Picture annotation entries
###
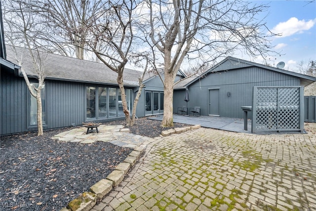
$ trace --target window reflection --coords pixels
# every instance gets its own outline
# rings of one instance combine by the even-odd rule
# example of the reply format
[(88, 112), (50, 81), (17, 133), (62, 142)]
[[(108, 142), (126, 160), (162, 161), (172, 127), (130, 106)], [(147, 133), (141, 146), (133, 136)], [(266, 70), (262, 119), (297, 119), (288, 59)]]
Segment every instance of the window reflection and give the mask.
[(99, 87), (98, 89), (99, 96), (99, 118), (107, 117), (107, 88)]
[(87, 120), (95, 119), (95, 87), (87, 87)]

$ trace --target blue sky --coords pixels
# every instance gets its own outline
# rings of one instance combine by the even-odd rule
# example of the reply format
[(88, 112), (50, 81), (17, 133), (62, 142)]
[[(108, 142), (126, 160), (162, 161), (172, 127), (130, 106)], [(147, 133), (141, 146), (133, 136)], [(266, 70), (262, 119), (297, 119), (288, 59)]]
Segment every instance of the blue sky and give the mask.
[[(275, 50), (281, 55), (271, 57), (268, 63), (275, 66), (278, 62), (285, 63), (284, 69), (295, 71), (301, 61), (316, 60), (316, 1), (252, 0), (253, 3), (268, 4), (267, 26), (273, 32), (282, 36), (272, 39)], [(283, 55), (284, 54), (284, 55)], [(258, 59), (255, 61), (262, 63)]]

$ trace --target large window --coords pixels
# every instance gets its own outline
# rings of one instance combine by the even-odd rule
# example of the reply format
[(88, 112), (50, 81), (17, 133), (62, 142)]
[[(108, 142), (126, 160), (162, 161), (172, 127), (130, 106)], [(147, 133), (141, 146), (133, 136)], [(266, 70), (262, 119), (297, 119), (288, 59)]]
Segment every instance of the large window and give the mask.
[(163, 113), (163, 92), (159, 91), (145, 91), (145, 114), (151, 115)]
[[(31, 83), (31, 86), (33, 90), (35, 91), (35, 87), (39, 86), (38, 83)], [(36, 126), (38, 125), (38, 103), (36, 98), (33, 97), (29, 93), (30, 97), (29, 103), (29, 126), (30, 127)], [(41, 109), (42, 109), (42, 121), (43, 125), (46, 124), (46, 105), (45, 105), (45, 85), (41, 89), (40, 92), (40, 97), (41, 98)]]
[[(86, 87), (86, 120), (93, 120), (124, 115), (119, 88)], [(131, 114), (132, 90), (125, 89), (127, 107)]]
[(107, 88), (105, 87), (99, 87), (98, 89), (99, 97), (99, 118), (105, 118), (108, 116)]
[(95, 119), (95, 86), (87, 87), (87, 120)]

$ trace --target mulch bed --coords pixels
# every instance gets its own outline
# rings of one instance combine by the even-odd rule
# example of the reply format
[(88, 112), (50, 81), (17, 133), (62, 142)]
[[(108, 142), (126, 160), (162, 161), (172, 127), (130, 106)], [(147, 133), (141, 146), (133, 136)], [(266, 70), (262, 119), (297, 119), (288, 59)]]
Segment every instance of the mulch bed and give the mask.
[[(124, 125), (124, 121), (105, 123)], [(156, 137), (161, 122), (141, 118), (130, 132)], [(188, 125), (175, 124), (174, 127)], [(60, 210), (105, 178), (132, 149), (110, 143), (67, 143), (51, 137), (72, 128), (1, 137), (0, 210)]]

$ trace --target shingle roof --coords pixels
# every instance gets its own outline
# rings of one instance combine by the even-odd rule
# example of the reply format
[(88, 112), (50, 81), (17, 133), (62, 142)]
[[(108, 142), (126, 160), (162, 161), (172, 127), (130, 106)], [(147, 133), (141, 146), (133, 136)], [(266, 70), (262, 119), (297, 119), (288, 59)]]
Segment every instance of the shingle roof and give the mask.
[[(22, 57), (19, 64), (28, 76), (36, 75), (28, 50), (16, 47), (18, 58)], [(7, 46), (7, 59), (17, 63), (11, 46)], [(41, 52), (43, 54), (44, 53)], [(45, 63), (45, 75), (47, 79), (71, 81), (84, 83), (117, 84), (117, 73), (104, 64), (81, 60), (60, 55), (48, 53)], [(138, 78), (142, 72), (125, 68), (123, 74), (124, 85), (138, 86)]]
[(185, 89), (186, 87), (186, 85), (190, 82), (192, 82), (197, 78), (199, 77), (198, 76), (197, 77), (196, 76), (190, 76), (187, 78), (185, 78), (182, 80), (180, 81), (179, 82), (177, 83), (174, 87), (174, 89)]
[(270, 70), (273, 71), (277, 72), (283, 74), (288, 75), (299, 78), (301, 81), (301, 85), (303, 85), (303, 86), (306, 86), (313, 83), (313, 82), (316, 81), (316, 78), (313, 77), (312, 76), (301, 74), (300, 73), (289, 71), (287, 70), (283, 70), (282, 69), (279, 69), (279, 68), (277, 68), (273, 67), (270, 67), (270, 66), (264, 65), (261, 64), (258, 64), (255, 62), (251, 62), (249, 61), (244, 60), (243, 59), (238, 59), (237, 58), (233, 57), (232, 56), (228, 56), (226, 57), (225, 59), (224, 59), (224, 60), (223, 60), (222, 61), (219, 62), (218, 64), (217, 64), (216, 65), (215, 65), (214, 67), (212, 67), (209, 70), (204, 72), (203, 74), (201, 75), (200, 76), (196, 78), (195, 78), (194, 80), (192, 80), (191, 81), (189, 82), (187, 84), (185, 84), (185, 86), (187, 86), (188, 85), (190, 85), (192, 84), (193, 84), (194, 83), (198, 81), (199, 79), (199, 78), (203, 77), (204, 76), (207, 75), (207, 74), (209, 73), (214, 72), (227, 71), (229, 70), (232, 70), (235, 69), (236, 68), (234, 68), (234, 66), (231, 66), (228, 69), (226, 69), (223, 70), (219, 71), (216, 69), (218, 67), (220, 66), (222, 64), (224, 63), (226, 61), (229, 60), (230, 61), (235, 61), (237, 63), (243, 63), (246, 64), (249, 66), (259, 67), (264, 68), (267, 70)]

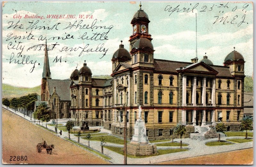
###
Short task:
Rewrite the lines of the entries above as a Markdown table with the columns "Row" and "Line," giving each line its row number, skipping blank lines, and leaving out the pictures.

Exercise response:
| Row | Line |
|---|---|
| 1 | $ trace --target window reflection --coords pixels |
| 2 | # every instance gets its own outline |
| 3 | # rings of one instance combine by the even-odd rule |
| 4 | # example of the reply format |
| 5 | [(88, 112), (50, 81), (17, 133), (62, 142)] |
| 6 | [[(108, 142), (126, 160), (162, 161), (172, 127), (130, 106)], [(147, 133), (141, 146), (133, 136)], [(266, 70), (262, 119), (297, 119), (288, 59)]] |
| 7 | Segment every instance of the window reflection and give the mask. |
| 8 | [(99, 87), (98, 89), (99, 96), (99, 118), (107, 117), (107, 88)] |
| 9 | [(87, 120), (95, 119), (95, 87), (87, 87)] |
| 10 | $ trace --target blue sky --coords pixels |
| 11 | # every instance gets its own outline |
| 12 | # rings of one instance combine by the even-odd rule |
| 13 | # example of the reply format |
| 14 | [(88, 112), (50, 81), (17, 133), (62, 142)] |
| 15 | [[(108, 142), (126, 160), (162, 161), (172, 127), (130, 106)], [(147, 133), (141, 146), (133, 136)], [(266, 70), (262, 119), (297, 119), (288, 59)]] |
| 16 | Segment every instance of the blue sky and give the mask. |
| 17 | [[(275, 50), (281, 55), (271, 57), (268, 63), (275, 66), (278, 62), (285, 63), (284, 69), (295, 71), (301, 61), (316, 60), (316, 1), (252, 0), (253, 3), (268, 4), (267, 26), (273, 32), (282, 36), (272, 39)], [(283, 55), (284, 54), (284, 55)], [(258, 59), (255, 61), (262, 63)]] |
| 18 | $ trace --target large window --coords pixels |
| 19 | # every instance gets its own outline |
| 20 | # rings of one instance combine by the even-odd rule |
| 21 | # example of the reply format |
| 22 | [(88, 112), (50, 81), (17, 133), (62, 142)] |
| 23 | [[(108, 142), (126, 160), (162, 161), (172, 127), (130, 106)], [(147, 133), (141, 146), (133, 136)], [(266, 70), (262, 119), (297, 119), (288, 59)]] |
| 24 | Segment every instance of the large window and give the mask. |
| 25 | [(163, 113), (163, 92), (159, 91), (145, 91), (145, 114), (151, 115)] |
| 26 | [[(31, 83), (31, 86), (33, 90), (35, 91), (35, 87), (39, 86), (38, 83)], [(36, 126), (38, 125), (38, 103), (36, 98), (33, 97), (29, 93), (30, 97), (29, 103), (29, 126), (30, 127)], [(41, 109), (42, 109), (42, 121), (43, 125), (46, 124), (46, 105), (45, 105), (45, 85), (41, 89), (40, 92), (40, 97), (41, 98)]] |
| 27 | [[(86, 87), (86, 120), (93, 120), (124, 115), (119, 88)], [(131, 114), (132, 90), (125, 89), (127, 107)]] |
| 28 | [(107, 88), (105, 87), (99, 87), (98, 89), (99, 97), (99, 118), (105, 118), (108, 116)] |
| 29 | [(95, 119), (95, 86), (87, 87), (87, 120)] |
| 30 | $ trace --target mulch bed --coords pixels |
| 31 | # every instance gets its own outline |
| 32 | # rings of one instance combine by the even-odd rule |
| 33 | # example of the reply format |
| 34 | [(88, 112), (50, 81), (17, 133), (62, 142)] |
| 35 | [[(108, 142), (126, 160), (162, 161), (172, 127), (130, 106)], [(147, 133), (141, 146), (133, 136)], [(266, 70), (262, 119), (297, 119), (288, 59)]] |
| 36 | Segment every instance of the mulch bed and give the mask. |
| 37 | [[(124, 125), (124, 121), (105, 123)], [(156, 137), (161, 122), (141, 118), (130, 132)], [(188, 125), (175, 124), (174, 127)], [(60, 210), (105, 178), (132, 149), (110, 143), (67, 143), (51, 137), (72, 128), (1, 137), (0, 210)]] |
| 38 | $ trace --target shingle roof --coords pixels |
| 39 | # every instance gets its own outline |
| 40 | # rings of one instance combine by the even-odd rule |
| 41 | # example of the reply format |
| 42 | [(88, 112), (50, 81), (17, 133), (62, 142)] |
| 43 | [[(108, 142), (126, 160), (162, 161), (172, 127), (130, 106)], [(147, 133), (141, 146), (133, 136)], [(266, 70), (262, 119), (297, 119), (288, 59)]] |
| 44 | Segment every instance of the shingle roof and give the mask. |
| 45 | [[(22, 57), (19, 64), (28, 76), (36, 75), (28, 50), (16, 47), (18, 58)], [(7, 46), (7, 59), (17, 63), (11, 46)], [(41, 52), (43, 54), (44, 53)], [(45, 63), (45, 75), (47, 79), (71, 81), (84, 83), (117, 84), (117, 73), (104, 64), (81, 60), (60, 55), (48, 53)], [(138, 78), (142, 72), (125, 68), (123, 74), (124, 85), (138, 86)]] |
| 46 | [(185, 89), (186, 87), (186, 85), (190, 82), (192, 82), (197, 78), (199, 77), (198, 76), (197, 77), (196, 76), (190, 76), (187, 78), (185, 78), (182, 80), (180, 81), (179, 82), (177, 83), (174, 87), (174, 89)] |
| 47 | [(270, 70), (273, 71), (277, 72), (283, 74), (288, 75), (299, 78), (301, 81), (301, 85), (303, 85), (303, 86), (306, 86), (313, 83), (313, 82), (316, 81), (316, 78), (313, 77), (312, 76), (301, 74), (300, 73), (289, 71), (287, 70), (283, 70), (282, 69), (279, 69), (279, 68), (277, 68), (273, 67), (270, 67), (270, 66), (264, 65), (261, 64), (258, 64), (255, 62), (251, 62), (249, 61), (244, 60), (243, 59), (238, 59), (237, 58), (233, 57), (232, 56), (228, 56), (226, 57), (225, 59), (224, 59), (224, 60), (223, 60), (222, 61), (219, 62), (218, 64), (217, 64), (216, 65), (215, 65), (214, 67), (212, 67), (209, 70), (204, 72), (203, 74), (201, 75), (200, 76), (196, 78), (195, 78), (194, 80), (192, 80), (191, 81), (189, 82), (187, 84), (185, 84), (185, 86), (187, 86), (188, 85), (190, 85), (192, 84), (193, 84), (194, 83), (198, 81), (199, 79), (199, 78), (203, 77), (204, 76), (207, 75), (207, 74), (209, 73), (214, 72), (227, 71), (229, 70), (232, 70), (235, 69), (236, 68), (234, 68), (234, 66), (231, 66), (228, 69), (226, 69), (223, 70), (219, 71), (216, 69), (218, 67), (220, 66), (222, 64), (224, 63), (226, 61), (229, 60), (230, 61), (235, 61), (237, 63), (243, 63), (246, 64), (249, 66), (259, 67), (264, 68), (267, 70)] |